» **Exercise goal**: Write out every entry exactly; the pictures do not belong in the copy.

» **Dataset extract**:
--- START ---

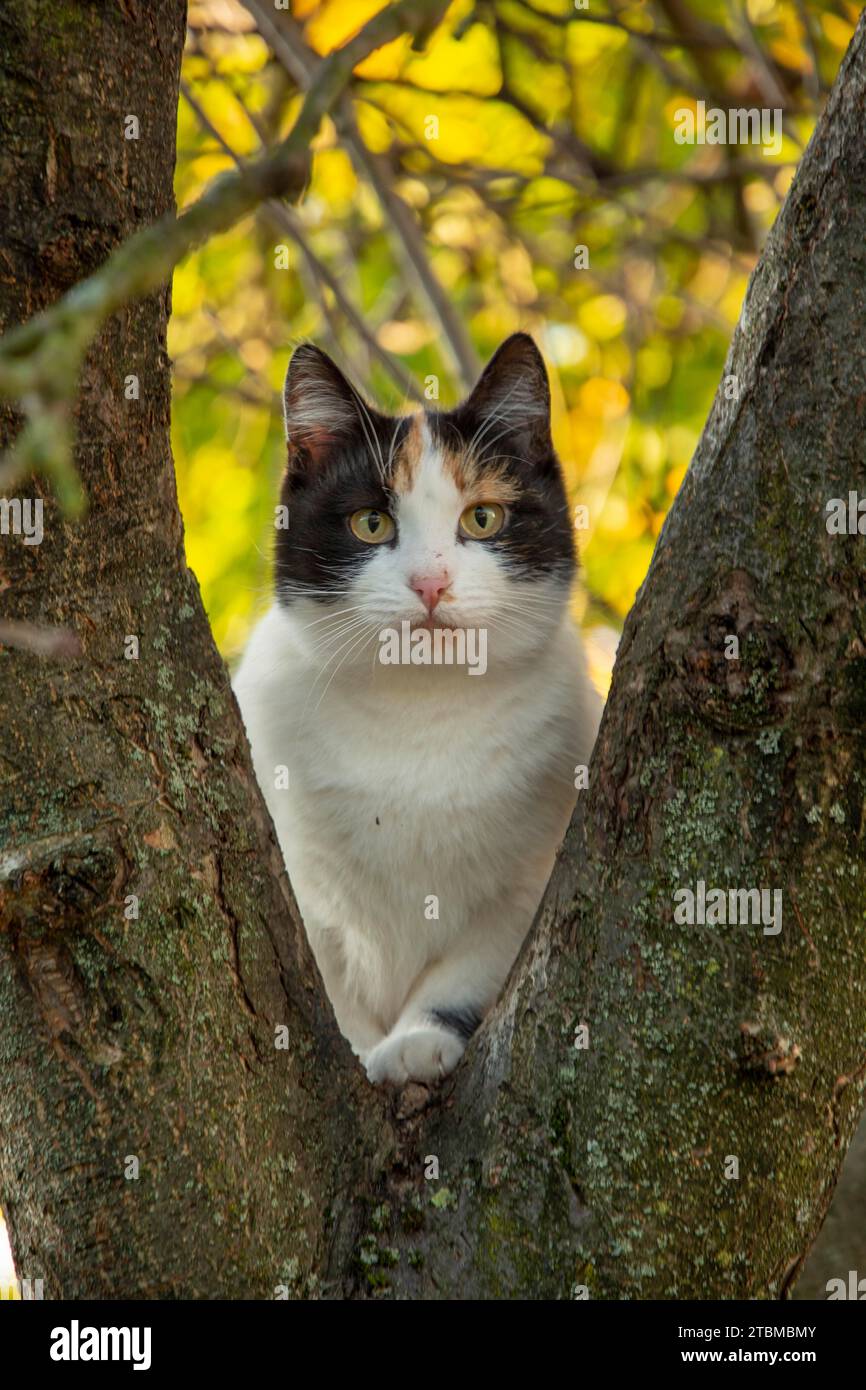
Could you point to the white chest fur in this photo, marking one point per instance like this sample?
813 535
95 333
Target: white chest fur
421 813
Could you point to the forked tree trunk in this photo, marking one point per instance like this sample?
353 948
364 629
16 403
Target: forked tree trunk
560 1168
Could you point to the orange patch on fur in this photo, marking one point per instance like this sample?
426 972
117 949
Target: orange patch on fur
480 481
409 458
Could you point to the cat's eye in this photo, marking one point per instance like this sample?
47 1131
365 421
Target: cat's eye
370 526
483 520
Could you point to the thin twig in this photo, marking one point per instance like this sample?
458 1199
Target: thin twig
41 360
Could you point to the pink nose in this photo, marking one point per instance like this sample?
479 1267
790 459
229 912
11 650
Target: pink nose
430 588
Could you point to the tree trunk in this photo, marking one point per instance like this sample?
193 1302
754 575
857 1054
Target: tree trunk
154 1037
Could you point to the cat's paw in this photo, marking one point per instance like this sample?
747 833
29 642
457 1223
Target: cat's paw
423 1055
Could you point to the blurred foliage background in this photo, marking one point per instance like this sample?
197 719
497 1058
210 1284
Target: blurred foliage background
449 198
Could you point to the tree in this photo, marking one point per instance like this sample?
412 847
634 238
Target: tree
180 1116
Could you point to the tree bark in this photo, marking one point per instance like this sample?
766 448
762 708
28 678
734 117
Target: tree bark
560 1168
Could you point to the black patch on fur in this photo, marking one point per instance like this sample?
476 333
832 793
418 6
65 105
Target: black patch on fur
327 480
463 1022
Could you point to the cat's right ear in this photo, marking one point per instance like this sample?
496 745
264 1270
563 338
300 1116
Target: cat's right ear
320 406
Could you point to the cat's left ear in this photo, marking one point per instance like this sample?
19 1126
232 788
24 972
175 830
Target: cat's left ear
513 395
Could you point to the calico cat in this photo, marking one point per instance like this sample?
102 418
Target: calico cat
424 804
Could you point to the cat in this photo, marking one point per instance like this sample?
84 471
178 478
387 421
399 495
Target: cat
424 802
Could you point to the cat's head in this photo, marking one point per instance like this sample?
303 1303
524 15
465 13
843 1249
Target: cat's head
444 519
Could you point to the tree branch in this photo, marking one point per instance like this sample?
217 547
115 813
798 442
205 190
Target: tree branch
39 362
288 46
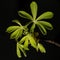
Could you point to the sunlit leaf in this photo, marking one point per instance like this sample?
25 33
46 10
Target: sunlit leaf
45 15
19 34
47 25
32 28
24 15
13 35
32 41
34 7
12 28
41 48
23 39
18 51
16 21
42 29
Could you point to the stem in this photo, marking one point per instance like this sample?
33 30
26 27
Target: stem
52 42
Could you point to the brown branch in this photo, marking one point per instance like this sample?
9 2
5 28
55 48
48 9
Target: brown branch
52 42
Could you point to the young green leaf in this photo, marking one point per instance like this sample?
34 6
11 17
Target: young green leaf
34 7
32 28
12 28
18 51
32 41
42 29
19 34
23 39
41 48
47 25
16 21
24 15
45 15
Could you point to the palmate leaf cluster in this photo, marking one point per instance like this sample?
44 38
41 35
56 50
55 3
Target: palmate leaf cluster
25 34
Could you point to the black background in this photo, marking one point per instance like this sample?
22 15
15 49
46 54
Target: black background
8 12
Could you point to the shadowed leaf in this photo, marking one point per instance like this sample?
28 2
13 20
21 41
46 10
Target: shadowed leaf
12 28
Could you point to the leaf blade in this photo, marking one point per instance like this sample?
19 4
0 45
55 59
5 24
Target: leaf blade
16 21
32 41
11 29
47 25
45 15
32 28
24 15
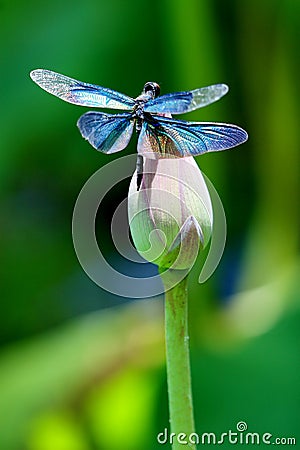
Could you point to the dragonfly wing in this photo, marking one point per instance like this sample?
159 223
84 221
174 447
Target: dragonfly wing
154 143
79 93
182 102
169 137
108 133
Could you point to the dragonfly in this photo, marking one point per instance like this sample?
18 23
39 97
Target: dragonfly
159 134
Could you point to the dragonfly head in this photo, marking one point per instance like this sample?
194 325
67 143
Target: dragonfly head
152 89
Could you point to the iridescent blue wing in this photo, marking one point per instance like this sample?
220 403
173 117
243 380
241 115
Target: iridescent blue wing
80 93
181 102
163 137
108 133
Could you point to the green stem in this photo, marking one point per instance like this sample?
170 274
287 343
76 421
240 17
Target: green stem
178 364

--- END ---

» **Response area**:
Could you point to the white chest fur in this photo, marking one point per instance like this sample?
813 535
95 333
Target: white chest fur
421 813
Could you point to the forked tree trunk in this photo, marking one point per instance like this sample?
353 948
364 629
16 403
Target: forked tree trunk
560 1168
Could you point to the orange patch on fur in this photo, marking one point per instance like this sample?
426 972
117 949
Target: orange patch on fur
480 481
409 458
Could you point to the cat's eye in this photo, marking one point per instance like this sample?
47 1131
365 421
Target: cat's eye
370 526
483 520
Could you point to the thin twig in this photo, marking one point per instance like this sample?
458 1199
Target: thin twig
41 360
Could you point to the pink nose in this photo, marking one point per instance like this sample?
479 1267
790 459
229 912
11 650
Target: pink nose
430 588
Could you point to the tree trunk in this photo, marking one point per instance like this sample?
193 1302
754 575
857 1054
Target: tree trunk
154 1037
Could you point to the cat's paw in this photo, marking one point per instance like this sample?
747 833
29 642
457 1223
Target: cat's paw
423 1055
Could you point to the blurred foliage background in this photo, marking one point per instance like this sample?
197 719
497 1058
210 1284
Target: blurred foliage background
449 198
Could you point to the tree in this photo, marking one point per instance like this sample?
412 847
634 238
Target: tree
180 1116
Could you point to the tree bark in this photo, marking one point per instance like this sample?
766 448
762 708
28 678
734 117
Target: tree bark
560 1168
Could you point to the black patch on fur in this photo, marking one point per instance like this sample?
476 333
832 793
418 6
65 105
Target: black patch on fur
327 480
463 1022
Could you point to the cat's right ear in this photo, marking one point per instance like this sample?
496 745
264 1270
563 338
300 1116
Target: cat's right ear
320 406
Could you point to the cat's left ear in this photo, marking one point per instance like this sample?
19 1126
232 788
24 972
175 830
Target: cat's left ear
513 395
Could you point to the calico cat in this photo, marking one point per instance like this sample?
102 418
Target: calico cat
424 804
Could you point to the cat in this photo, marking one point per instance like this sample?
84 471
178 478
387 421
399 495
Target: cat
424 802
Could you point to the cat's head in this photo, marking one point per instance like this sample?
303 1303
524 15
465 13
843 1249
Target: cat's head
444 519
Could you point to the tree branch in this photo, marking one point per instance like this sample?
217 547
115 813
798 442
205 190
Target: tree branch
39 362
288 46
Could you point to the sunlit leaf in this photo, marking one point per instance like this sample?
25 33
46 10
Target: sunlit leaf
45 15
19 34
47 25
32 28
24 15
13 35
32 41
34 7
12 28
41 48
23 39
18 51
16 21
42 29
Could you point to the stem in this photo, marking one point per instance like this sample?
33 30
26 27
Target: stem
52 42
Could you point to the brown branch in this photo, marking one point per instance like this sample?
9 2
5 28
55 48
48 9
Target: brown branch
52 42
Could you point to the young green leaf in this photo, marking one point per instance like this sample?
34 6
11 17
Target: young green leaf
34 7
32 28
12 28
18 51
32 41
42 29
19 34
23 39
41 48
47 25
16 21
24 15
45 15
Could you point to the palmate leaf cluster in this photo, marking one point per instance like this sample?
44 38
41 35
56 50
55 3
Target: palmate leaf cluster
25 34
Could you point to the black background in this photo, marking one point per instance like this sample?
22 15
15 49
46 54
Target: black background
8 12
Could you point to the shadowed leaf in this photo, marking one point per instance like this sample?
28 2
13 20
21 41
46 10
Target: shadowed leaf
12 28
Could you point to the leaf blade in this photo, marking one point per instance like this sample?
19 4
0 45
55 59
5 24
Target: leaf blade
16 21
32 41
11 29
47 25
45 15
32 28
24 15
Could you point to the dragonfly wing in this photo, marking one point per instance like this sample?
159 223
84 221
174 447
Target: dragonfly wing
154 143
79 93
182 102
169 137
108 133
Could you point to the dragonfly in this photo, marking one point per instance like this sample?
18 23
39 97
Target: dragonfly
159 134
Could you point to the dragonfly head in this photo, marking one point per instance like this sample?
194 325
67 143
Target: dragonfly head
152 89
Could you point to the iridescent blue wing in this photo, marking one point per instance like this sample?
220 403
173 117
243 380
241 115
Target: iridescent blue wing
80 93
181 102
163 137
108 133
Could you point to the green stem in this photo, marking one point per instance like this sample?
170 274
287 343
76 421
240 17
Target: green stem
178 364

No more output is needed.